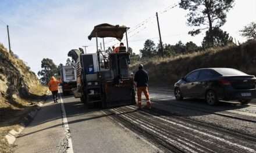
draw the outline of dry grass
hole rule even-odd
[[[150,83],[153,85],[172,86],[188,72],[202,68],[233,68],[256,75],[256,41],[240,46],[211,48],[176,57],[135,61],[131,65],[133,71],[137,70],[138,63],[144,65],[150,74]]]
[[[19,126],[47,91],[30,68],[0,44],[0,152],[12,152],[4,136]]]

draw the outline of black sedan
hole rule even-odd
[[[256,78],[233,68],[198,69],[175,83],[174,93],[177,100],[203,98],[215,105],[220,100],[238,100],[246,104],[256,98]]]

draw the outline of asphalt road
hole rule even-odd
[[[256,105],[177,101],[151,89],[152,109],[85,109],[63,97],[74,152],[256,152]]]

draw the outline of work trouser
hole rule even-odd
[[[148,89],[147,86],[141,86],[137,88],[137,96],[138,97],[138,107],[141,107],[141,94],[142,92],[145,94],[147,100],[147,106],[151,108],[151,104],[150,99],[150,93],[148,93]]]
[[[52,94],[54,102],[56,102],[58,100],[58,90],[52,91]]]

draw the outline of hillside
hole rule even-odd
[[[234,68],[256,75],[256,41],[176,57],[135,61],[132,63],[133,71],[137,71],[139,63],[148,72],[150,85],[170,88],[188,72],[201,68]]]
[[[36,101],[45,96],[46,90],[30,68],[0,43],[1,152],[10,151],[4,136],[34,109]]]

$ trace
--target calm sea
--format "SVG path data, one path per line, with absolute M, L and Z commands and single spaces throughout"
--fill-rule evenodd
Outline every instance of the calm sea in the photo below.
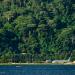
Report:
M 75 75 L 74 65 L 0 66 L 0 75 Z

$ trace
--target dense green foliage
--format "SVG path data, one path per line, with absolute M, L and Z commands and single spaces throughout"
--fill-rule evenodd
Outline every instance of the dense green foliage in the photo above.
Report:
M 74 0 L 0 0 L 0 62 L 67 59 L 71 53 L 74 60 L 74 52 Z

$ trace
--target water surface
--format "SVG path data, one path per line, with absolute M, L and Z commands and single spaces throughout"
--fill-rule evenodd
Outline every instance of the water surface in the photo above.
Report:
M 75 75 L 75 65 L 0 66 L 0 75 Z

* Stated task:
Rewrite the listing above as a numbered list with one line per entry, dropping the blank lines and leaving out the pictures.

* Answer to this exercise:
1. draw the outline of dry grass
2. hole rule even-odd
3. [[[150,83],[153,85],[172,86],[188,72],[202,68],[233,68],[256,75],[256,41],[240,46],[211,48],[176,57],[135,61],[131,65],[133,71],[137,70],[138,63],[144,65],[150,74]]]
4. [[[19,126],[47,91],[30,68],[0,44],[0,152],[12,152],[4,136]]]
5. draw the outline of black sedan
6. hole rule even-odd
7. [[[256,78],[233,68],[198,69],[175,83],[174,93],[177,100],[203,98],[215,105],[220,100],[238,100],[246,104],[256,98]]]
8. draw the outline of asphalt road
9. hole rule even-odd
10. [[[256,105],[177,101],[151,89],[152,109],[85,109],[63,97],[74,152],[256,152]]]
11. draw the outline of work trouser
12. hole rule even-odd
13. [[[148,89],[147,86],[141,86],[137,88],[137,96],[138,97],[138,107],[141,107],[141,94],[142,92],[145,94],[147,100],[147,106],[151,108],[151,104],[150,99],[150,93],[148,93]]]
14. [[[52,94],[54,102],[56,102],[58,100],[58,90],[52,91]]]
15. draw the outline of hillside
16. hole rule even-odd
17. [[[234,68],[256,75],[256,41],[176,57],[135,61],[132,63],[133,71],[137,71],[139,63],[148,72],[150,85],[170,88],[188,72],[201,68]]]
18. [[[36,101],[45,96],[46,90],[30,68],[0,43],[1,152],[10,151],[4,136],[34,109]]]
19. $ trace
20. --target calm sea
21. --format "SVG path data, one path per line, with absolute M, L and Z commands and single spaces throughout"
22. --fill-rule evenodd
23. Outline every instance of the calm sea in the photo below.
24. Report:
25. M 75 75 L 74 65 L 0 66 L 0 75 Z
26. $ trace
27. --target dense green foliage
28. --format "SVG path data, one path per line, with absolute M, L and Z commands and single spaces throughout"
29. --fill-rule evenodd
30. Outline every instance of the dense green foliage in the photo above.
31. Report:
32. M 74 0 L 0 0 L 0 62 L 67 59 L 71 53 L 74 60 L 74 52 Z
33. $ trace
34. --target water surface
35. --format "SVG path data, one path per line, with absolute M, L and Z commands and single spaces throughout"
36. --fill-rule evenodd
37. Outline every instance of the water surface in the photo above.
38. Report:
39. M 75 75 L 75 65 L 0 66 L 0 75 Z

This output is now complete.